§ **Work instructions**
Pick out each row below that contains the word "tower" and copy those rows. The match is case-sensitive.

※ ※ ※

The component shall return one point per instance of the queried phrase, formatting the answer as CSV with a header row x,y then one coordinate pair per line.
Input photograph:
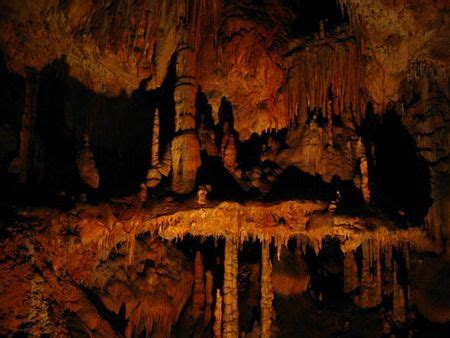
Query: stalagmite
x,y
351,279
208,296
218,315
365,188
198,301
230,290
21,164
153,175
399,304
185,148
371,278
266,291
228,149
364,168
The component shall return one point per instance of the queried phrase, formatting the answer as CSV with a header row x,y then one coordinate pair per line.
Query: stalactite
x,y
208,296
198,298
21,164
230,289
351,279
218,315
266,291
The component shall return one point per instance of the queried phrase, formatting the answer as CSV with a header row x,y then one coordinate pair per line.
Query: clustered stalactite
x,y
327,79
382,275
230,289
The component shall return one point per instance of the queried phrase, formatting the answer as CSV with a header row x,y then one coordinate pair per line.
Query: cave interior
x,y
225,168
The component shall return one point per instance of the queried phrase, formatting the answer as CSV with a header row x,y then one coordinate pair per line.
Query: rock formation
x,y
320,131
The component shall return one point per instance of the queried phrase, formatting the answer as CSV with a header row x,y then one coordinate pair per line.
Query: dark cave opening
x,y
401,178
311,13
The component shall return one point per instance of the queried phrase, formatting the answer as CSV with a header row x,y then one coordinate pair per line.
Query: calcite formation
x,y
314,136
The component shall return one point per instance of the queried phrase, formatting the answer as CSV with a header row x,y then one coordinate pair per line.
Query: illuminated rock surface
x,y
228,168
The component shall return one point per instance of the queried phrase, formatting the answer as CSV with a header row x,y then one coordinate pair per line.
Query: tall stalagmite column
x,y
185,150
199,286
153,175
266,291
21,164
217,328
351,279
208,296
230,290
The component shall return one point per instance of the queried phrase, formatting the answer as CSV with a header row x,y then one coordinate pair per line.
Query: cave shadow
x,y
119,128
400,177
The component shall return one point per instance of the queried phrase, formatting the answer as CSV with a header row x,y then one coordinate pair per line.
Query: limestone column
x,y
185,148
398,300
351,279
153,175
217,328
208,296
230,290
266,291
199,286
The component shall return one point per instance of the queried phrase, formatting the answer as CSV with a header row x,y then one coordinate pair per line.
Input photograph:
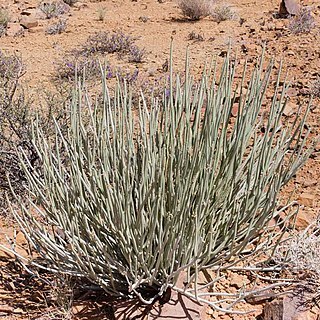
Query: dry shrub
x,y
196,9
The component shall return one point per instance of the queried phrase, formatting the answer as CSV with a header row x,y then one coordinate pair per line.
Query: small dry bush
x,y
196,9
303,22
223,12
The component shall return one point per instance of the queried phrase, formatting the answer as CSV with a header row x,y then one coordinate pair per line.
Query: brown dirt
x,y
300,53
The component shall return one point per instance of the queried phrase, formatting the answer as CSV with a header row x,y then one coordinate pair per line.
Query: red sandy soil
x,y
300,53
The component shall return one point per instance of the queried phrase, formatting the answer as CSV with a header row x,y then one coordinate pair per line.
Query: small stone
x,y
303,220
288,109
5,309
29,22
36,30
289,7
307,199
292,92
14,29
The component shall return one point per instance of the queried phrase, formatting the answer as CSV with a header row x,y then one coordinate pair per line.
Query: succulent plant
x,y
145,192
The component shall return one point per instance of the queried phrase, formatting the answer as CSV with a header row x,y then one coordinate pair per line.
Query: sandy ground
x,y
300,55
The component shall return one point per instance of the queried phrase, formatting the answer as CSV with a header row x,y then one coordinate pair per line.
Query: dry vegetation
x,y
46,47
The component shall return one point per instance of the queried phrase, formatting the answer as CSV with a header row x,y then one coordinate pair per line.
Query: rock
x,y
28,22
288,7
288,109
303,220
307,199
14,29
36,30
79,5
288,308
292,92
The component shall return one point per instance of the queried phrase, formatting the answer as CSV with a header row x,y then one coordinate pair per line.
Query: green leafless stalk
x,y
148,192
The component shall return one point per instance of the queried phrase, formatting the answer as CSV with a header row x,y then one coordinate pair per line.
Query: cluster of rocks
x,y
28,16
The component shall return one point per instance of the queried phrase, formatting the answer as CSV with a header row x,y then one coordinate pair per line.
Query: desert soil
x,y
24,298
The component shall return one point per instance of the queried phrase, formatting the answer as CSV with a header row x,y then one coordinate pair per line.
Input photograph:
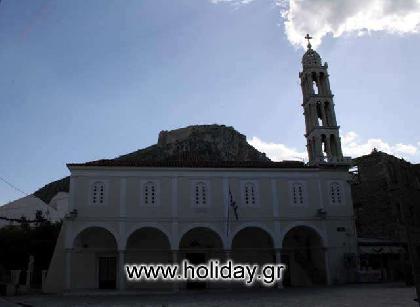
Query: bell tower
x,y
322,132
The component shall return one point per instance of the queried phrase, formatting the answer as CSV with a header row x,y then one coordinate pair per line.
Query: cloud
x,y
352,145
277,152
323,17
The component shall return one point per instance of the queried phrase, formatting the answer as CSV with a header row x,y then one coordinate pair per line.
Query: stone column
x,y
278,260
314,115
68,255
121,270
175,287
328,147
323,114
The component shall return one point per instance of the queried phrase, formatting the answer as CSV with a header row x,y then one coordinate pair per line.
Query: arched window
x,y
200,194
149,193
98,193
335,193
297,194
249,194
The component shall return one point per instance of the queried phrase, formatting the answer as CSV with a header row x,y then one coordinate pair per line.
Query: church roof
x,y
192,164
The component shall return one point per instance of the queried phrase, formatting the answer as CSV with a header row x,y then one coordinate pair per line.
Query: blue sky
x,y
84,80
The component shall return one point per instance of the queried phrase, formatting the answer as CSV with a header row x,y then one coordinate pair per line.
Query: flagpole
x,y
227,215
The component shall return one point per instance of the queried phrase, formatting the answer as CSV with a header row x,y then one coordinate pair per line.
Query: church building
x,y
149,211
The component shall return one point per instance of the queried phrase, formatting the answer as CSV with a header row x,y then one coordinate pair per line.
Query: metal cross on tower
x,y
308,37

※ ※ ※

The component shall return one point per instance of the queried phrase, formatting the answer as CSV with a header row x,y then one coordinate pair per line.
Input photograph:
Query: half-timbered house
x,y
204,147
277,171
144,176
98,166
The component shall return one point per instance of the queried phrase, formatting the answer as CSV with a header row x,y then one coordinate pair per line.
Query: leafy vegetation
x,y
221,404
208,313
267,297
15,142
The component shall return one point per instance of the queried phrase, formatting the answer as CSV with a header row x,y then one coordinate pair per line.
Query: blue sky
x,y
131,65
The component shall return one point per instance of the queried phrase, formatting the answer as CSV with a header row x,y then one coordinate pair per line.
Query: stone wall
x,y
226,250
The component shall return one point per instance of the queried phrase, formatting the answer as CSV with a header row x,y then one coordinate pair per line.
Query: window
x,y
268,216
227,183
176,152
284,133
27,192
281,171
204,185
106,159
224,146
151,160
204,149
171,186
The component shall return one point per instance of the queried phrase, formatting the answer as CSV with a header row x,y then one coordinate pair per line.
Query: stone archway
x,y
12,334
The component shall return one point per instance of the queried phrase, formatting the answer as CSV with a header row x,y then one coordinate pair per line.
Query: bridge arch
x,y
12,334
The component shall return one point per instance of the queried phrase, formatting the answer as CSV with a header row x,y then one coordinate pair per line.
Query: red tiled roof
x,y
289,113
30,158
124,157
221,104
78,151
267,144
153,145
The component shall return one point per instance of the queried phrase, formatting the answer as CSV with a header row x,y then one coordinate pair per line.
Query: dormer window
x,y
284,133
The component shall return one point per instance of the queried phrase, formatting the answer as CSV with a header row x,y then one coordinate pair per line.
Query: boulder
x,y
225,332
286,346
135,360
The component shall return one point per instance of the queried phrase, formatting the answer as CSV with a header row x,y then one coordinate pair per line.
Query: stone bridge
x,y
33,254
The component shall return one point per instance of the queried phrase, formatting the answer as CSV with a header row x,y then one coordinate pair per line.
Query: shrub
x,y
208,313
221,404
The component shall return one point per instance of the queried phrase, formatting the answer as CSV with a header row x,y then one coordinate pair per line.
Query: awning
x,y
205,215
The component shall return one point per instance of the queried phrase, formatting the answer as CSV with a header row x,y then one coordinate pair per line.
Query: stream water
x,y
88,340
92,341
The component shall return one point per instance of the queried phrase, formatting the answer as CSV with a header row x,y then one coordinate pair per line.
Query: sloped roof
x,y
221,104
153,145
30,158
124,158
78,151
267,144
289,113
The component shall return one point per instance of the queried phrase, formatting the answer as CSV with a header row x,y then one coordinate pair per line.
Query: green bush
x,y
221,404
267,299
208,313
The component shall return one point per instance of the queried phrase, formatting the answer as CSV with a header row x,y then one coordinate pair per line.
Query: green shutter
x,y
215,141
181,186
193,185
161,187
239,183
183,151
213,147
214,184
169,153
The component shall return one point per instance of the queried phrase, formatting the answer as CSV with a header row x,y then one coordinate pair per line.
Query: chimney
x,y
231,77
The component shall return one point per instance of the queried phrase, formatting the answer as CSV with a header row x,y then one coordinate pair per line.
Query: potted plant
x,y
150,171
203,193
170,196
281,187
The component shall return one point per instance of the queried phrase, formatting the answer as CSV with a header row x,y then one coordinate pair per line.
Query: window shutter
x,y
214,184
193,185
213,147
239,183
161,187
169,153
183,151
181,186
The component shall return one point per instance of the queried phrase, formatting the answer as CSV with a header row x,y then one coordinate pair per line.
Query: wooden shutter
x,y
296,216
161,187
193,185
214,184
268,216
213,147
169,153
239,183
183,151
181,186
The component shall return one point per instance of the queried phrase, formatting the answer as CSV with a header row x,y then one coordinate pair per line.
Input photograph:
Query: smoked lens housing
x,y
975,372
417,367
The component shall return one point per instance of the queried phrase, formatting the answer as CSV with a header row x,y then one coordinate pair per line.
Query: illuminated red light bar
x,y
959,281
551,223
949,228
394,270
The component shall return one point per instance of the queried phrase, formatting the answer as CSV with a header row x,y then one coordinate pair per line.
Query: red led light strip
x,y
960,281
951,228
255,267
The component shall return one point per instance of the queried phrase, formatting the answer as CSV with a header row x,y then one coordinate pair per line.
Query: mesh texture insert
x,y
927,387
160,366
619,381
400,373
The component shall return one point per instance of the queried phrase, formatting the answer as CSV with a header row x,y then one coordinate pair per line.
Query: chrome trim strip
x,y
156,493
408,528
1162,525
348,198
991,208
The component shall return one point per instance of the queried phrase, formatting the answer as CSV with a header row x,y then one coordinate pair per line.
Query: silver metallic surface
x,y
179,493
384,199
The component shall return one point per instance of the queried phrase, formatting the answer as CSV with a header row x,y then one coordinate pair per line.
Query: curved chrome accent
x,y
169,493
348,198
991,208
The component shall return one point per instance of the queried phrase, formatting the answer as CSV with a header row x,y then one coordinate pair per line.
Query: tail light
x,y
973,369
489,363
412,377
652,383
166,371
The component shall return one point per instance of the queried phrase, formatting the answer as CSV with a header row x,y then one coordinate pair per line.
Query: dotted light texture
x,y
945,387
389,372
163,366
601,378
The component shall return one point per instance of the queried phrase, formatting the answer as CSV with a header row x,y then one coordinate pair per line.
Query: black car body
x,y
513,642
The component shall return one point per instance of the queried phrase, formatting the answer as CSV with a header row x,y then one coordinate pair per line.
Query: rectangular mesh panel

※ ※ ※

§ **Answer to the exercise**
Query: bell tower
Query: metal cross on tower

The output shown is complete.